## [Travail demandé]
- A) Recopiez le passage du portrait de Michel Mainil situé entre « Michel Mainil : espoir, audace » et « passionné de transmission. », ces deux bornes comprises.
- B) D'après le portrait de Michel Mainil, à quel âge sa passion pour le jazz a-t-elle commencé ?

Portrait

Michel Mainil : espoir, audace et liberté

Saxophoniste, clarinettiste, Michel Mainil est présent sur la scène jazz belge depuis les années 70. Portrait d’un musicien fidèle à ses engagements et passionné de transmission.


Michel Mainil © Michel Delcampo

Sur sa biographie officielle, Michel Mainil souligne qu’il est natif de La Louvière, « berceau du surréalisme belge ». C’est là en effet que naquit le groupe Rupture, marqué par la figure du poète Achille Chavée, qui mariait militantisme artistique et engagement politique. Il ne s’épanche guère pourtant sur les liens qui l’unissent à l’histoire de ce mouvement né dans les premières années des convulsions européennes. Quoique…

« Je crois qu’un artiste est par nature quelqu’un d’engagé », déclarait Michel Mainil dans une interview il y a plusieurs années. « Pour monter sur une scène, composer, écrire, peindre, il faut être quelque part engagé. Tout en refusant, comme le disait Léo Ferré, de s’engager pour qui que ce soit ».

Cet engagement-là s’entend, dès les premières mesures, dans le son du saxophone ténor : dense, rond, solide. Il est manifeste également dans son parcours de pédagogue, de passeur : professeur en Académie et en Ecole des Arts et du Spectacle, il anime d’innombrables stages, notamment pour le Gaume Jazz Festival : « Ma passion pour le jazz, explique-t-il, a débuté à l’âge de 16 ans. Je lui suis fidèle depuis lors. Ce que j’apprécie le plus, c’est de partager cet attachement. Susciter l’intérêt, l’envie de découvrir cette musique, parfois par une approche anecdotique. Partir du potentiel de chacun, quel que soit son niveau, et l’aider à progresser musicalement, notamment par le biais de l’improvisation, est quelque chose qui m’est cher. Et le résultat obtenu est souvent surprenant ! »

## [Données fournies]
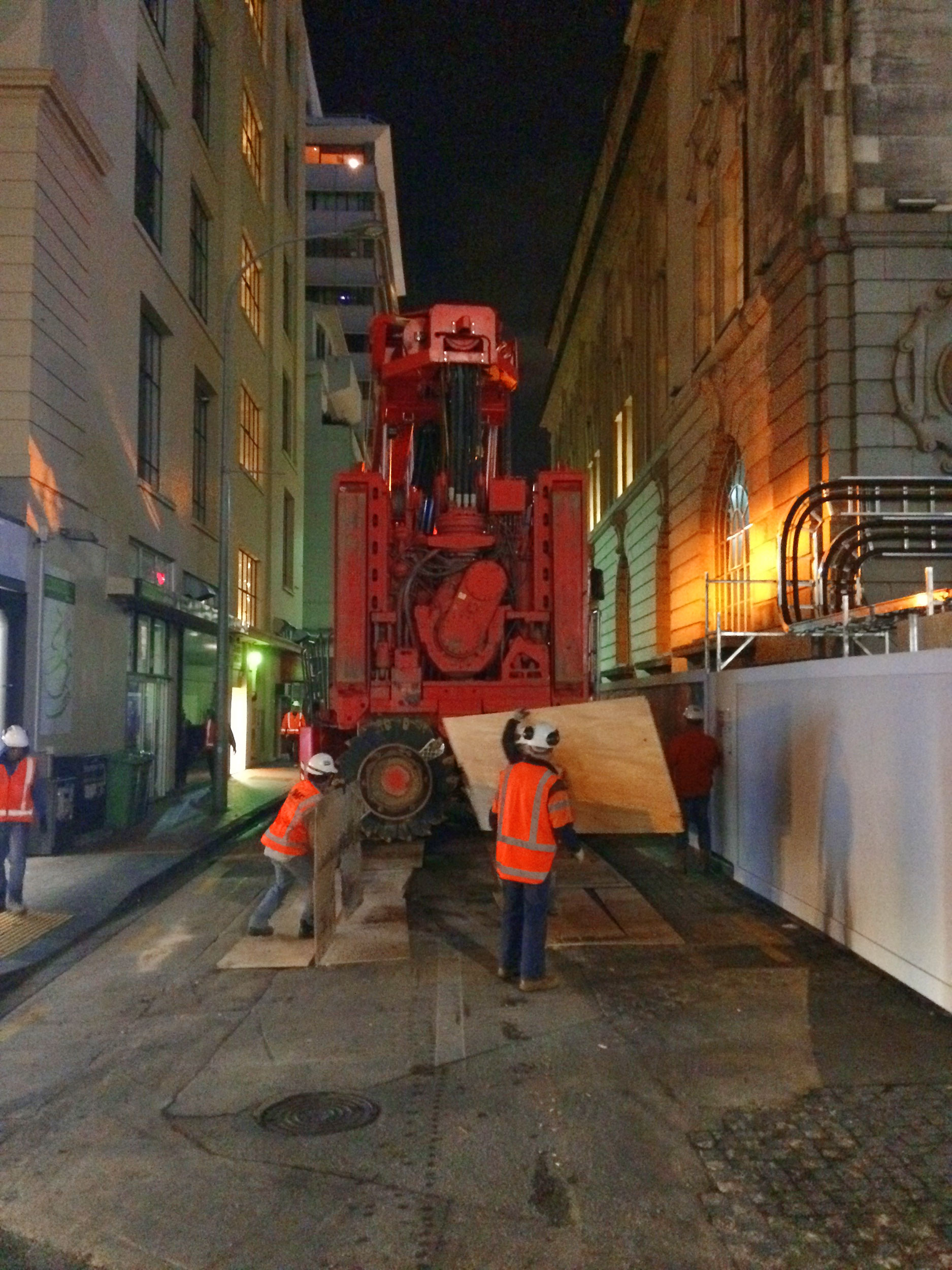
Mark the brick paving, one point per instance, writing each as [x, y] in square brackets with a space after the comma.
[843, 1179]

## [Réponses par exercice]
- A)
Michel Mainil : espoir, audace et liberté

Saxophoniste, clarinettiste, Michel Mainil est présent sur la scène jazz belge depuis les années 70. Portrait d’un musicien fidèle à ses engagements et passionné de transmission.

- B) À 16 ans.